:: Task inputs

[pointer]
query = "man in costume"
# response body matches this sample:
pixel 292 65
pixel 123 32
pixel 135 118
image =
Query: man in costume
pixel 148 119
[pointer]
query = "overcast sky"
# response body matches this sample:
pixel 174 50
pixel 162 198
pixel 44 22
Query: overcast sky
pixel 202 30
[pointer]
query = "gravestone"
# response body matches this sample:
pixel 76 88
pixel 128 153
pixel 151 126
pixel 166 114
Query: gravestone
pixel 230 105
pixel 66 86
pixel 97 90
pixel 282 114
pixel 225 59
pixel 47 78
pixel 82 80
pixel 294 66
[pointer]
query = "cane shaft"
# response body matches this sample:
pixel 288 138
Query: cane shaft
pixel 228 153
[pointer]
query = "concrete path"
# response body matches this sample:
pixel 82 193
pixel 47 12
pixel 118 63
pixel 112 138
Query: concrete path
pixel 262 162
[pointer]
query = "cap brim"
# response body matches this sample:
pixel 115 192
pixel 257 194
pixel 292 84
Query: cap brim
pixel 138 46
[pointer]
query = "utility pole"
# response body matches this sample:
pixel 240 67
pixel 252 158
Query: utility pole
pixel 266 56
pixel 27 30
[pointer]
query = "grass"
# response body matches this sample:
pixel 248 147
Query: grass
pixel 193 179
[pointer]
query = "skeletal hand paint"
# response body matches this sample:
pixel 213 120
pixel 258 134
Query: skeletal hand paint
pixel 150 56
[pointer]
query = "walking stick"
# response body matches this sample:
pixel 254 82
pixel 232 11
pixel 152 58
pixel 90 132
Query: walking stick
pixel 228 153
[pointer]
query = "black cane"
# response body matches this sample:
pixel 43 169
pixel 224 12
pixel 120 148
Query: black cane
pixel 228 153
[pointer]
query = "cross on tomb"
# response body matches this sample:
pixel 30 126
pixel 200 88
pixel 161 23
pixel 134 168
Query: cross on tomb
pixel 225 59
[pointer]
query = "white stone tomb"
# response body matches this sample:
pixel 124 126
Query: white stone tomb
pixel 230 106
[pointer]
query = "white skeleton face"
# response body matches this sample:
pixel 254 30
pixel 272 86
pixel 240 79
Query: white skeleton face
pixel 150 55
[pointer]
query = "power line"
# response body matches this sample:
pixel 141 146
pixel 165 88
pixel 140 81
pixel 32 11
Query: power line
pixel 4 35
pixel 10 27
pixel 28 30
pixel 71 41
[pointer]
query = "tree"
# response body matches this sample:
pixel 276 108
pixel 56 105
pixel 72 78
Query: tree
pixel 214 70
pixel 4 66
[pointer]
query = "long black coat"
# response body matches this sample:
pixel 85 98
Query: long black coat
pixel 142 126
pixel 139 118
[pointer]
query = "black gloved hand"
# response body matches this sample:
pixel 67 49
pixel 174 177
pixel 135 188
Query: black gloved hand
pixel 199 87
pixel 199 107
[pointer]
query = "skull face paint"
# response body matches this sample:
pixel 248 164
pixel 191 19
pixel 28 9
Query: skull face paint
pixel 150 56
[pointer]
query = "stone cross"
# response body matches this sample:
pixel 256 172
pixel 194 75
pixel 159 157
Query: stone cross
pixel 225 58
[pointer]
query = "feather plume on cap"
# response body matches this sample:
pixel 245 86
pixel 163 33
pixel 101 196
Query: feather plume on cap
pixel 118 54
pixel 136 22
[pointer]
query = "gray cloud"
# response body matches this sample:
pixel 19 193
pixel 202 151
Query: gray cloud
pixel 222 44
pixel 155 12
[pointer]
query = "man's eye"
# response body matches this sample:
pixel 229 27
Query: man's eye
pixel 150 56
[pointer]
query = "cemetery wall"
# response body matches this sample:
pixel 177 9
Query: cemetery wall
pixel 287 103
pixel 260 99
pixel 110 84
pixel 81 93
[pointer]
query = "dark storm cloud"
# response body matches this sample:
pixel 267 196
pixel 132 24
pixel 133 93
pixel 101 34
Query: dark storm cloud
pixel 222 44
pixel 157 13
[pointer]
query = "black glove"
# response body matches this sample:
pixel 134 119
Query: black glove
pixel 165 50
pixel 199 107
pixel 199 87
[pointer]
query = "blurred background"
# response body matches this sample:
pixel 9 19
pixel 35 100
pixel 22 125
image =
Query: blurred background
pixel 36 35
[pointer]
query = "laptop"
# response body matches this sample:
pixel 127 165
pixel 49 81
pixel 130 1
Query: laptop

::::

### Task requirements
Return the entries above exactly as they appear.

### Finished task
[pointer]
query = "man in costume"
# response body matches this sample:
pixel 292 65
pixel 123 32
pixel 135 118
image =
Query: man in costume
pixel 148 119
[pointer]
query = "overcast sky"
# response body matches this sample:
pixel 174 50
pixel 162 198
pixel 44 22
Query: overcast sky
pixel 202 30
[pointer]
query = "gravestone"
# response body matches this sample:
pixel 76 88
pixel 128 153
pixel 151 126
pixel 166 114
Query: gravestone
pixel 230 105
pixel 66 86
pixel 97 90
pixel 282 114
pixel 225 59
pixel 47 78
pixel 82 80
pixel 294 66
[pointer]
query = "cane shaft"
# response body matches this sample:
pixel 288 138
Query: cane shaft
pixel 228 153
[pointer]
query = "concrete path"
# response body matches this sample:
pixel 82 193
pixel 47 12
pixel 118 63
pixel 112 138
Query: concrete path
pixel 262 162
[pointer]
query = "cap brim"
# response body matches this sample:
pixel 115 192
pixel 257 194
pixel 292 84
Query: cap brim
pixel 138 46
[pointer]
query = "utility pole"
# response body matches this sample:
pixel 240 67
pixel 252 158
Query: utility pole
pixel 266 56
pixel 27 30
[pointer]
query = "grass"
# response body matches this sample:
pixel 248 147
Query: grass
pixel 193 179
[pointer]
query = "skeletal hand paint"
# response body matches this sample:
pixel 213 120
pixel 258 134
Query: skeletal hand paint
pixel 150 56
[pointer]
query = "walking stick"
# response body matches this sample:
pixel 254 82
pixel 232 11
pixel 152 58
pixel 90 132
Query: walking stick
pixel 228 153
[pointer]
query = "black cane"
# response body matches this sample:
pixel 43 169
pixel 224 12
pixel 120 148
Query: black cane
pixel 228 153
[pointer]
query = "cross on tomb"
# response body matches this sample:
pixel 30 126
pixel 200 88
pixel 161 23
pixel 134 168
Query: cross on tomb
pixel 225 59
[pointer]
query = "white stone tomb"
# response body matches this sample:
pixel 124 126
Query: white stone tomb
pixel 230 106
[pointer]
query = "white skeleton face"
# response body matches this sample:
pixel 254 30
pixel 272 86
pixel 240 79
Query: white skeleton face
pixel 150 55
[pointer]
query = "power line"
# response body matches this sample:
pixel 141 146
pixel 165 88
pixel 140 81
pixel 32 11
Query: power line
pixel 4 35
pixel 10 27
pixel 28 30
pixel 71 41
[pointer]
query = "tree"
# response body matches this sample:
pixel 276 108
pixel 56 105
pixel 72 78
Query: tree
pixel 214 70
pixel 4 66
[pointer]
query = "long black coat"
# response body matches this sample:
pixel 85 98
Query: long black coat
pixel 142 126
pixel 139 118
[pointer]
query = "black gloved hand"
# response body matches this sample:
pixel 67 49
pixel 174 177
pixel 135 188
Query: black gloved hand
pixel 199 87
pixel 199 107
[pointer]
query = "skull face paint"
# response body matches this sample:
pixel 248 164
pixel 191 19
pixel 28 9
Query: skull face paint
pixel 150 56
[pointer]
query = "stone cross"
# response body matches this sample:
pixel 256 172
pixel 194 75
pixel 159 157
Query: stone cross
pixel 225 58
[pointer]
query = "feather plume on cap"
# response body matches this sample:
pixel 245 86
pixel 163 33
pixel 101 196
Query: feather plume on cap
pixel 118 54
pixel 136 22
[pointer]
query = "gray cloud"
# response body matches this sample:
pixel 19 193
pixel 202 151
Query: gray cloud
pixel 222 44
pixel 155 12
[pointer]
query = "man's eye"
# response body matches this sample:
pixel 229 27
Query: man's eye
pixel 150 56
[pointer]
query = "cemetery wall"
# response body matches this sample:
pixel 177 9
Query: cemetery wall
pixel 287 103
pixel 260 99
pixel 110 84
pixel 81 93
[pointer]
query = "dark storm cloud"
# response body matches this sample:
pixel 267 196
pixel 132 24
pixel 133 93
pixel 101 34
Query: dark storm cloud
pixel 222 44
pixel 157 13
[pointer]
query = "black glove"
# response body matches this sample:
pixel 134 119
Query: black glove
pixel 165 50
pixel 199 107
pixel 199 87
[pointer]
query = "blurred background"
# response body matches this sample:
pixel 9 19
pixel 35 100
pixel 22 125
image =
Query: blurred background
pixel 36 35
[pointer]
query = "laptop"
# response body matches this sample:
pixel 127 165
pixel 49 81
pixel 130 1
Query: laptop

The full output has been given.